### PAGE EXTRACT
"""
Dynasty WR’s: Let’s Rank the Rooks!

January 21, 2021
Picture courtesy of Alika Jenner/Getty Images

If you’ve been following my Rank the Rooks series, I’d like to let you know what to expect. I’ve already ranked QB’s and running backs. This week will be the wide receivers, and next week will be the tight ends. Once I’ve ranked all the offensive positions separately, I’m going to combine all four offensive categories into one big, glorious ranking of the top 24 rookie players so you can start planning for your dynasty rookie draft. I’ll re-rank the top 24 again after the rookie combine and after the draft. Check here every Thursday to get a jump on your league competition! Now let’s rank those future showboating primadonna wide receivers!
"""
### WHAT TO DO
Please reproduce the rookie wide receiver article in full, word for word. You can set the entries aside; they aren't needed.

[Natural-language descriptions of regions]
"""
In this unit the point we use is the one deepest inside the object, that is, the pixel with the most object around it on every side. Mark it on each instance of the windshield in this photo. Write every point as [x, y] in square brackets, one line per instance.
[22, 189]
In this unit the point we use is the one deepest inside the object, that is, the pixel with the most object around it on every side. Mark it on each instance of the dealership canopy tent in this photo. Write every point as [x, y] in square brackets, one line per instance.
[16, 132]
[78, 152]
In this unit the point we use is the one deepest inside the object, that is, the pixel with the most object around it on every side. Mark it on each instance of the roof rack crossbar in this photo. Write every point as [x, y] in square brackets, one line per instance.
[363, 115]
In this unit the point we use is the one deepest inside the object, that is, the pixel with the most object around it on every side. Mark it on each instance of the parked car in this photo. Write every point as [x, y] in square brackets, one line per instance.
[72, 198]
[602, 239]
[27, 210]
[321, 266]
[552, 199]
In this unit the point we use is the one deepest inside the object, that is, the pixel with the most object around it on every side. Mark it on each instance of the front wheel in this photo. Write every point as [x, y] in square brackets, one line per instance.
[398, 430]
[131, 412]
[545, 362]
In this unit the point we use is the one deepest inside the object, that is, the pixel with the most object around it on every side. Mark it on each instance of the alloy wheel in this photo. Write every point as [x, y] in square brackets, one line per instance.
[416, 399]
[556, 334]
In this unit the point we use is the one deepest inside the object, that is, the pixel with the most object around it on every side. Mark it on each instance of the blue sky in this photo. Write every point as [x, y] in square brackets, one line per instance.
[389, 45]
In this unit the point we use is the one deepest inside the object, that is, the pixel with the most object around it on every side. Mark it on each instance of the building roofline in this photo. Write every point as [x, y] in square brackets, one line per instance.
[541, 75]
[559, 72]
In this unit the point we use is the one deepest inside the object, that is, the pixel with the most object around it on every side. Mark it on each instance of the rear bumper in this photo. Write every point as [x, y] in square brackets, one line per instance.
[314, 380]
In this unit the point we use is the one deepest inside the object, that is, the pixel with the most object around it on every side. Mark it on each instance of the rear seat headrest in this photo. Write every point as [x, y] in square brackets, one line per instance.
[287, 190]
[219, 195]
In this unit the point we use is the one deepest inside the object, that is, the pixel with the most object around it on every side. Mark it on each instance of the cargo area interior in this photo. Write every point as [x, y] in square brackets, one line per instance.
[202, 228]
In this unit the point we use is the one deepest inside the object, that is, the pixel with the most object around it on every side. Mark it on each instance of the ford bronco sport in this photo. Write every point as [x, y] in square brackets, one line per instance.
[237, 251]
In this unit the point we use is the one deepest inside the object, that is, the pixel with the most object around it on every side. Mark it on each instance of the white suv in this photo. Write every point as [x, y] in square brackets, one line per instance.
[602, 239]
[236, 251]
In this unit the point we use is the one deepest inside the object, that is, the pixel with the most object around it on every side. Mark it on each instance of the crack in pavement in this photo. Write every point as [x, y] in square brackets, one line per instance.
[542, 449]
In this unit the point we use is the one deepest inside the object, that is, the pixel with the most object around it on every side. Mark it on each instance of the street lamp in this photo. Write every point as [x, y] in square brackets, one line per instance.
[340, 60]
"""
### PROBLEM SOLUTION
Dynasty WR’s: Let’s Rank the Rooks!

January 21, 2021
Picture courtesy of Alika Jenner/Getty Images

If you’ve been following my Rank the Rooks series, I’d like to let you know what to expect. I’ve already ranked QB’s and running backs. This week will be the wide receivers, and next week will be the tight ends. Once I’ve ranked all the offensive positions separately, I’m going to combine all four offensive categories into one big, glorious ranking of the top 24 rookie players so you can start planning for your dynasty rookie draft. I’ll re-rank the top 24 again after the rookie combine and after the draft. Check here every Thursday to get a jump on your league competition! Now let’s rank those future showboating primadonna wide receivers!